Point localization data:
******
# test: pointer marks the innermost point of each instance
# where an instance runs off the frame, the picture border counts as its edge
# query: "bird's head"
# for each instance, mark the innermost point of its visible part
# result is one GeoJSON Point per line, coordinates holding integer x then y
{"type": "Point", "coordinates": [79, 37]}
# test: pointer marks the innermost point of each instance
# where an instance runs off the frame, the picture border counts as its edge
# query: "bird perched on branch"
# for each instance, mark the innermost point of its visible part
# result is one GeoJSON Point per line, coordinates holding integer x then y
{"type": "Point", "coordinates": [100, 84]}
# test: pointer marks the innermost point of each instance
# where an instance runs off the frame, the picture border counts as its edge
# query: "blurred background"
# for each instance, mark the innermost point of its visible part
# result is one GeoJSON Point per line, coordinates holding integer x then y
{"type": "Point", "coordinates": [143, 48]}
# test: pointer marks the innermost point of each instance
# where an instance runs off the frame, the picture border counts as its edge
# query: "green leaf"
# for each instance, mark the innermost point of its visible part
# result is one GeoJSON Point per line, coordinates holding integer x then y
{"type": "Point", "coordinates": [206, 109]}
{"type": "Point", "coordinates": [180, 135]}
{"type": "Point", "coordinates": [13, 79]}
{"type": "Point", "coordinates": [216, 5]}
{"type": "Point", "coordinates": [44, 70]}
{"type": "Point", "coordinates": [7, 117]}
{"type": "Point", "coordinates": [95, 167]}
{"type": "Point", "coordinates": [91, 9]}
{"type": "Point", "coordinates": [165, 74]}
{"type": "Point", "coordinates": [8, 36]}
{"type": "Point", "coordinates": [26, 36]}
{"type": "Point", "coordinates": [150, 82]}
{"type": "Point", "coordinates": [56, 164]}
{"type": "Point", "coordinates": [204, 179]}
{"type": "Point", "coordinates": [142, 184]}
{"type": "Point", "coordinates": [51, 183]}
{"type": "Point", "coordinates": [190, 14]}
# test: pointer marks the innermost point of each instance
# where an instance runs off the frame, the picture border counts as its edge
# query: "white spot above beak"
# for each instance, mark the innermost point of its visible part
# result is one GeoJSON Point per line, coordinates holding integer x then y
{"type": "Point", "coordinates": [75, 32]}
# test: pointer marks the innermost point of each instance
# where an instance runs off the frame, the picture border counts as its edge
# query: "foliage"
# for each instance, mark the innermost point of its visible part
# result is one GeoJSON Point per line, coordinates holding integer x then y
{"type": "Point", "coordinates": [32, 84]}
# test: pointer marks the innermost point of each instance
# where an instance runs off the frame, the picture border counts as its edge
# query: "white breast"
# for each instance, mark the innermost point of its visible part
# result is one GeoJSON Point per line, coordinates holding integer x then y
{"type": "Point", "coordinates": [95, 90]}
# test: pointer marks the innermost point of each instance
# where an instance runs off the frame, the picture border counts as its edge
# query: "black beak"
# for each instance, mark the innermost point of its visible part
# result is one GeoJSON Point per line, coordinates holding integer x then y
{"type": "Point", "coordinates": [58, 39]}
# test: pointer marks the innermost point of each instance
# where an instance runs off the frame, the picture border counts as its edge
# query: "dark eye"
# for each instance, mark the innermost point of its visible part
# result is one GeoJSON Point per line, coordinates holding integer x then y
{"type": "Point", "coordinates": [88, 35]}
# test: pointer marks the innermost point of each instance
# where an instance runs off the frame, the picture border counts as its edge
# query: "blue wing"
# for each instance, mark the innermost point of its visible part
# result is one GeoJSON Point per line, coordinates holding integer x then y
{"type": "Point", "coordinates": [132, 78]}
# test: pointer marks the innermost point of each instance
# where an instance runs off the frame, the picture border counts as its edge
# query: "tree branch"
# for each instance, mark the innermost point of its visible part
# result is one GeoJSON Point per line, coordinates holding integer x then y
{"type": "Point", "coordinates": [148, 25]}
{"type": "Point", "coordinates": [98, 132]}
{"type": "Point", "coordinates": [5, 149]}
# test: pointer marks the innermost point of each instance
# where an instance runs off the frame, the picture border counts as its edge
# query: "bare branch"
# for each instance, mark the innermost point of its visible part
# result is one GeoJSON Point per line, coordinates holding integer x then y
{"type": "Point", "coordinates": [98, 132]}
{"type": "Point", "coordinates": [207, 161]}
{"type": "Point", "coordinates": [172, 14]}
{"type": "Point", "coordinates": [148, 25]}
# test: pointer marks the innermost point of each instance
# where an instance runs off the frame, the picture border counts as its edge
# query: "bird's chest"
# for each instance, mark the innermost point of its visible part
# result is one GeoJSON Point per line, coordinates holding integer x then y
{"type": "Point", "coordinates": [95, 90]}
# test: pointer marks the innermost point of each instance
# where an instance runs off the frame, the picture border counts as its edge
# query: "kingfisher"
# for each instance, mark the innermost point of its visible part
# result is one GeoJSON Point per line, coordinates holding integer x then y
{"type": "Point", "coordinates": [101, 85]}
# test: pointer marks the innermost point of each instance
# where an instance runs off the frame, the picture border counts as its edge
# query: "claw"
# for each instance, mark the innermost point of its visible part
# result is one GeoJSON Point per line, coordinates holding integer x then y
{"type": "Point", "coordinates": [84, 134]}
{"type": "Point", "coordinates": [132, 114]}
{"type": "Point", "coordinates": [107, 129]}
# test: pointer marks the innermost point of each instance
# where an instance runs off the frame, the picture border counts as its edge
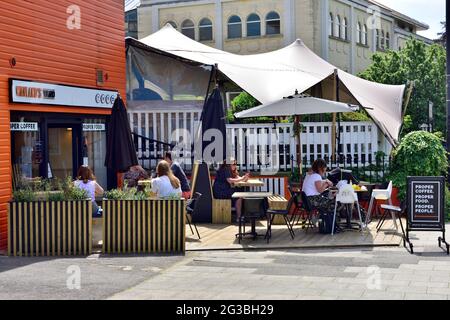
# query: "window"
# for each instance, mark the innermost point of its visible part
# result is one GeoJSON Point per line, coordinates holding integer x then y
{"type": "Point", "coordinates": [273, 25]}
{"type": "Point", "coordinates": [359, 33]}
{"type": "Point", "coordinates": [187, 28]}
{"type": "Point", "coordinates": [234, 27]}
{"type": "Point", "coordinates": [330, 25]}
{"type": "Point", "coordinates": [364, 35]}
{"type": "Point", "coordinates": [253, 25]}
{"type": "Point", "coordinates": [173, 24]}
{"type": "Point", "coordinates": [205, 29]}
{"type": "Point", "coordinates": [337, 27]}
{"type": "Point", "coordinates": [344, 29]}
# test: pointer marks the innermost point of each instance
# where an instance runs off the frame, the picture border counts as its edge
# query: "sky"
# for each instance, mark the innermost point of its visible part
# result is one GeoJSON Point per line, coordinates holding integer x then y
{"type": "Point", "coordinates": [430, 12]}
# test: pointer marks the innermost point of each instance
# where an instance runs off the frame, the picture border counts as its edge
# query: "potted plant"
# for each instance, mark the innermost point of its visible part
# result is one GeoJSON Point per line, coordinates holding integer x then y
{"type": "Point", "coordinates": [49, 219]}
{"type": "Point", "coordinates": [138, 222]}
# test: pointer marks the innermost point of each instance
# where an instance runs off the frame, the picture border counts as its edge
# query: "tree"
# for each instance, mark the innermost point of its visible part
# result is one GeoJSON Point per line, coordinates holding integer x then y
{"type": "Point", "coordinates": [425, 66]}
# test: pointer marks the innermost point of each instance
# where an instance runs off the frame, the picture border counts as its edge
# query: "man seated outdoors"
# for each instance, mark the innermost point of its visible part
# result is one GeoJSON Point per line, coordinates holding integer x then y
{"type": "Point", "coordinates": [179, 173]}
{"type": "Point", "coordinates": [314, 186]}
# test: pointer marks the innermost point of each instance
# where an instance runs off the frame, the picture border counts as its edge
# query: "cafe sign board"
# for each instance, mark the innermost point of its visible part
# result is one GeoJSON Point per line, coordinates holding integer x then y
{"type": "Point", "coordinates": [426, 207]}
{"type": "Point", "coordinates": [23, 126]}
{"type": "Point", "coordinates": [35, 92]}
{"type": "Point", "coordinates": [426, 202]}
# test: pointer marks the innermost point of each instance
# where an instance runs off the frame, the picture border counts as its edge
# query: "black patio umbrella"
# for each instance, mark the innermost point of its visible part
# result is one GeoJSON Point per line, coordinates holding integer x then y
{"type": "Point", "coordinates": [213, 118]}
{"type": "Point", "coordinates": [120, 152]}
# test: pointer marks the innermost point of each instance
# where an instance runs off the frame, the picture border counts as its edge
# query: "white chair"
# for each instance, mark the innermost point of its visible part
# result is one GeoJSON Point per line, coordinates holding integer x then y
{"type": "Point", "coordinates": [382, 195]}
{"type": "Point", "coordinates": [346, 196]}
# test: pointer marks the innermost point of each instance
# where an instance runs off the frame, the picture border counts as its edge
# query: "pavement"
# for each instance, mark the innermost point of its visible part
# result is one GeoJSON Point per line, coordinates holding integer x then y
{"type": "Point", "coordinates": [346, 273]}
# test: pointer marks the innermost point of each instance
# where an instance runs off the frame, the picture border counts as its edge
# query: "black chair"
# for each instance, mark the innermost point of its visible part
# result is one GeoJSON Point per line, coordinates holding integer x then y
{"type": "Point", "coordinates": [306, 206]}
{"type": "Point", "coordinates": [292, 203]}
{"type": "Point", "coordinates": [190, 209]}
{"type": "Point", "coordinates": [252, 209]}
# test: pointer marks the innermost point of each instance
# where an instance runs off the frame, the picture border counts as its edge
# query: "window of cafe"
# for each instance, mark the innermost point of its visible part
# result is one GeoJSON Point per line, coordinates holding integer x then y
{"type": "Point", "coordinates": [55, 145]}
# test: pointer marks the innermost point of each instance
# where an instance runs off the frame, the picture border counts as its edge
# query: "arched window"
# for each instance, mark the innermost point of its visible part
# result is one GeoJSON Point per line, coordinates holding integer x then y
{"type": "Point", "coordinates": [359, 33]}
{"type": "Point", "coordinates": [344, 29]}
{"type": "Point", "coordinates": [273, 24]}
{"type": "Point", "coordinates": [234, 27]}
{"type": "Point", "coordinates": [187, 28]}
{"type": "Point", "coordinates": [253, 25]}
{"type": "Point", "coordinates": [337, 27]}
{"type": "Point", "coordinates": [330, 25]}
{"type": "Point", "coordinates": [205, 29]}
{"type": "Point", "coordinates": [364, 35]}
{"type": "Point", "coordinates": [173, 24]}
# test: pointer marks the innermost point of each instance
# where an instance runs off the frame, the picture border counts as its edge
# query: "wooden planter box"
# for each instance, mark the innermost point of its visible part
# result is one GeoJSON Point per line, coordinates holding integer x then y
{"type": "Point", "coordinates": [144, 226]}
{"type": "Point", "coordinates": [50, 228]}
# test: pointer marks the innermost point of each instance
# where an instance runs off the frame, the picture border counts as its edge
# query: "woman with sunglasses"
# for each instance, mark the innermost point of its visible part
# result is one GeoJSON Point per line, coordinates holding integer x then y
******
** About this task **
For each line above that includes the word "cafe", make a copy of that line.

** Solution to the exercise **
# query: "cafe sign board"
# query: "window of cafe"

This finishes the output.